Source material ::
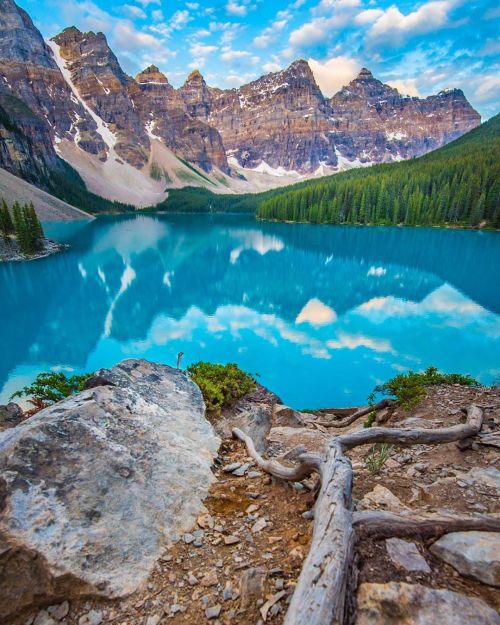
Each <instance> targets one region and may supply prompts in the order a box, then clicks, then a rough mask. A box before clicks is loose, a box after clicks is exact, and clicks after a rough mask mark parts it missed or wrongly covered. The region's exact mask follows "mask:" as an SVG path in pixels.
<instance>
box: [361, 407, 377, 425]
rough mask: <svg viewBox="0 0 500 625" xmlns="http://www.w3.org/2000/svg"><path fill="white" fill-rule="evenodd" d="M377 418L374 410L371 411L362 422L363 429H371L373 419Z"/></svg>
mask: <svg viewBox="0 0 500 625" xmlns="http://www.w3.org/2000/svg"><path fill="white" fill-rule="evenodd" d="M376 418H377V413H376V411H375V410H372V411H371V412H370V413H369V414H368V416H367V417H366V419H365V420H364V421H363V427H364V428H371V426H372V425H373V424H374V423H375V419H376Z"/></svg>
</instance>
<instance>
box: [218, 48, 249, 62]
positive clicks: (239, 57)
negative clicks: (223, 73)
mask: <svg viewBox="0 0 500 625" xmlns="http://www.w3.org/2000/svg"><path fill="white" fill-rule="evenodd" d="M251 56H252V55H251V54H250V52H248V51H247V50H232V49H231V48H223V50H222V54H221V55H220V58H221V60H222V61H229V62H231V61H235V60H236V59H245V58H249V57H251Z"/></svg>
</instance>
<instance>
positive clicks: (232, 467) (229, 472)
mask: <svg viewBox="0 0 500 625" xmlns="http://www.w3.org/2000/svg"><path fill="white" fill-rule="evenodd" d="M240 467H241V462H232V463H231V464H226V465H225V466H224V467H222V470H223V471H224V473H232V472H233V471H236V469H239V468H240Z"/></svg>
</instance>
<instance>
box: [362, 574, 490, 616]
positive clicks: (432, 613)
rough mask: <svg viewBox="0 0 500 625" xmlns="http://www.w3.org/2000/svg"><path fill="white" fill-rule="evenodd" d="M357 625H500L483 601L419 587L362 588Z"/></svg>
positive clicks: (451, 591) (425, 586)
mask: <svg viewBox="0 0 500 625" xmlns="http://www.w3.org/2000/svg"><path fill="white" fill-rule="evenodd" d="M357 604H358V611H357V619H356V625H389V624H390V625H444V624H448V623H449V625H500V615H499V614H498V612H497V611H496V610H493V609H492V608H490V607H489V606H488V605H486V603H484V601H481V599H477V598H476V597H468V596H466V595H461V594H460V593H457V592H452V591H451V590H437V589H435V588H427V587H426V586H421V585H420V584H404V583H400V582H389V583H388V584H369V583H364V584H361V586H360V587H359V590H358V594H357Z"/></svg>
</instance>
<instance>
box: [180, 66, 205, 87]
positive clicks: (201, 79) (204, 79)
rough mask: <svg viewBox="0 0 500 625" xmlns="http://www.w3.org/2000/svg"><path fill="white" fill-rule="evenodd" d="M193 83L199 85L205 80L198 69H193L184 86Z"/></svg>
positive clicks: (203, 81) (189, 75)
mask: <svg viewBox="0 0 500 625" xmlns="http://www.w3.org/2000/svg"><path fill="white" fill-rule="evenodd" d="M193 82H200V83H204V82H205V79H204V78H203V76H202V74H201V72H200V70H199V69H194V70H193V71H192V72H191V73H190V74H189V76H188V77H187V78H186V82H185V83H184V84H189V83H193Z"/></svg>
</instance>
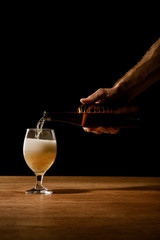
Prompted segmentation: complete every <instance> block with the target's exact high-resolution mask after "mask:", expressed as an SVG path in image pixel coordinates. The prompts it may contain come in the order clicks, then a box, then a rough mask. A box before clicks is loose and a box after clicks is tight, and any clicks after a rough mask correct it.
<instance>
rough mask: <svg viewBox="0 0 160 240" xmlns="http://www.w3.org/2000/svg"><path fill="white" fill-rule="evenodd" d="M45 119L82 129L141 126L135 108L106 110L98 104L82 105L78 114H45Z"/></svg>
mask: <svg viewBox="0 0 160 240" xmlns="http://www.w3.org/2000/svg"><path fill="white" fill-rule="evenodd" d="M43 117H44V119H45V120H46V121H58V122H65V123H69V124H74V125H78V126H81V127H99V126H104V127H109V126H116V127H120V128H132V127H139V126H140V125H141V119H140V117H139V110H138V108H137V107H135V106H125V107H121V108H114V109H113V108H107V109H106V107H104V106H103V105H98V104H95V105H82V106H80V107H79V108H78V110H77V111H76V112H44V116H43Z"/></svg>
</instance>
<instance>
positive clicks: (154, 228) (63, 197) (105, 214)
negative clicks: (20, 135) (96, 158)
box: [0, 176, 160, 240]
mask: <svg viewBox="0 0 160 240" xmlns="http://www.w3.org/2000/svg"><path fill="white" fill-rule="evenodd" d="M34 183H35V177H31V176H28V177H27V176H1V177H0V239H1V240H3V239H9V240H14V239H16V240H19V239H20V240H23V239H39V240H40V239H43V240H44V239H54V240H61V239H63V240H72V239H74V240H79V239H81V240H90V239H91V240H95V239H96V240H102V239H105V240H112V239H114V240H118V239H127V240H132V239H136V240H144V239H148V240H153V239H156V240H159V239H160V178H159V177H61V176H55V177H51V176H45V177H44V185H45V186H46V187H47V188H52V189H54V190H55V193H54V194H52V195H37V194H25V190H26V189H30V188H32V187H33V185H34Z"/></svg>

Work item ::
Would you retype all the material above exactly, apart from its pictures?

Result ::
Each <instance> targets one region and may supply prompts in the order a box, then clicks, then a rough mask. A box before clicks is loose, a box after clicks is exact, and clicks after a rough mask mark parts it missed or wrongly covered. The region's exact mask follows "mask:" as an SVG path in pixels.
<instance>
box: [361, 407, 377, 425]
rough mask: <svg viewBox="0 0 500 625" xmlns="http://www.w3.org/2000/svg"><path fill="white" fill-rule="evenodd" d="M377 418L374 410L371 411L362 422L363 429H371L373 419Z"/></svg>
mask: <svg viewBox="0 0 500 625" xmlns="http://www.w3.org/2000/svg"><path fill="white" fill-rule="evenodd" d="M376 418H377V413H376V411H375V410H372V411H371V412H370V413H369V414H368V416H367V417H366V419H365V420H364V421H363V427H364V428H371V426H372V425H373V424H374V423H375V419H376Z"/></svg>
</instance>
<instance>
box: [218, 48, 249, 62]
positive clicks: (239, 57)
negative clicks: (223, 73)
mask: <svg viewBox="0 0 500 625" xmlns="http://www.w3.org/2000/svg"><path fill="white" fill-rule="evenodd" d="M251 56H252V55H251V54H250V52H248V51H247V50H232V49H231V48H223V50H222V54H221V55H220V58H221V60H222V61H229V62H231V61H235V60H236V59H245V58H249V57H251Z"/></svg>
</instance>
<instance>
positive clicks: (232, 467) (229, 472)
mask: <svg viewBox="0 0 500 625" xmlns="http://www.w3.org/2000/svg"><path fill="white" fill-rule="evenodd" d="M240 467H241V462H232V463H231V464H226V465H225V466H224V467H222V470H223V471H224V473H232V472H233V471H236V469H239V468H240Z"/></svg>
</instance>
<instance>
box: [362, 574, 490, 616]
positive clicks: (432, 613)
rough mask: <svg viewBox="0 0 500 625" xmlns="http://www.w3.org/2000/svg"><path fill="white" fill-rule="evenodd" d="M357 625H500L483 601L419 587L362 588Z"/></svg>
positive clicks: (451, 591) (425, 586)
mask: <svg viewBox="0 0 500 625" xmlns="http://www.w3.org/2000/svg"><path fill="white" fill-rule="evenodd" d="M357 604H358V611H357V619H356V625H389V624H390V625H444V624H448V623H449V625H500V615H499V614H498V612H497V611H496V610H493V609H492V608H490V607H489V606H488V605H486V603H484V601H481V599H477V598H476V597H468V596H466V595H461V594H460V593H457V592H452V591H451V590H437V589H435V588H427V587H426V586H421V585H420V584H404V583H400V582H389V583H388V584H369V583H364V584H361V586H360V587H359V590H358V594H357Z"/></svg>
</instance>
<instance>
box: [180, 66, 205, 87]
positive clicks: (201, 79) (204, 79)
rough mask: <svg viewBox="0 0 500 625" xmlns="http://www.w3.org/2000/svg"><path fill="white" fill-rule="evenodd" d="M193 83L199 85L205 80L198 69H193L184 86Z"/></svg>
positive clicks: (203, 81) (189, 75)
mask: <svg viewBox="0 0 500 625" xmlns="http://www.w3.org/2000/svg"><path fill="white" fill-rule="evenodd" d="M193 82H200V83H204V82H205V79H204V78H203V76H202V74H201V72H200V70H199V69H194V70H193V71H192V72H191V73H190V74H189V76H188V77H187V78H186V82H185V83H184V84H189V83H193Z"/></svg>
</instance>
Prompted segmentation: complete every <instance> block with the target's exact high-resolution mask after "mask:", expressed as an SVG path in image pixel coordinates. The prompts it may contain come in the order clicks, then a box, then a rough mask. A box before clicks is loose and a box after clicks is tight, and any clicks after a rough mask correct it.
<instance>
rough mask: <svg viewBox="0 0 160 240" xmlns="http://www.w3.org/2000/svg"><path fill="white" fill-rule="evenodd" d="M45 119L82 129L141 126L135 108L106 110L98 104L82 105L78 114H45Z"/></svg>
mask: <svg viewBox="0 0 160 240" xmlns="http://www.w3.org/2000/svg"><path fill="white" fill-rule="evenodd" d="M43 117H44V119H45V120H46V121H58V122H65V123H69V124H74V125H78V126H81V127H99V126H104V127H109V126H116V127H120V128H132V127H139V126H140V125H141V119H140V117H139V110H138V108H137V107H135V106H125V107H121V108H114V109H113V108H107V109H106V107H104V106H103V105H98V104H95V105H82V106H80V107H79V108H78V110H77V111H76V112H44V116H43Z"/></svg>
</instance>
<instance>
positive clicks: (154, 228) (63, 197) (105, 214)
negative clicks: (20, 135) (96, 158)
box: [0, 176, 160, 240]
mask: <svg viewBox="0 0 160 240" xmlns="http://www.w3.org/2000/svg"><path fill="white" fill-rule="evenodd" d="M34 183H35V177H31V176H28V177H27V176H1V177H0V239H1V240H3V239H9V240H14V239H16V240H19V239H20V240H23V239H39V240H40V239H43V240H44V239H54V240H61V239H63V240H72V239H74V240H79V239H81V240H90V239H91V240H95V239H96V240H102V239H105V240H112V239H114V240H118V239H127V240H132V239H136V240H144V239H148V240H153V239H156V240H159V239H160V178H159V177H61V176H55V177H51V176H45V177H44V185H45V186H46V187H47V188H52V189H54V190H55V193H54V194H52V195H37V194H25V190H26V189H30V188H32V187H33V185H34Z"/></svg>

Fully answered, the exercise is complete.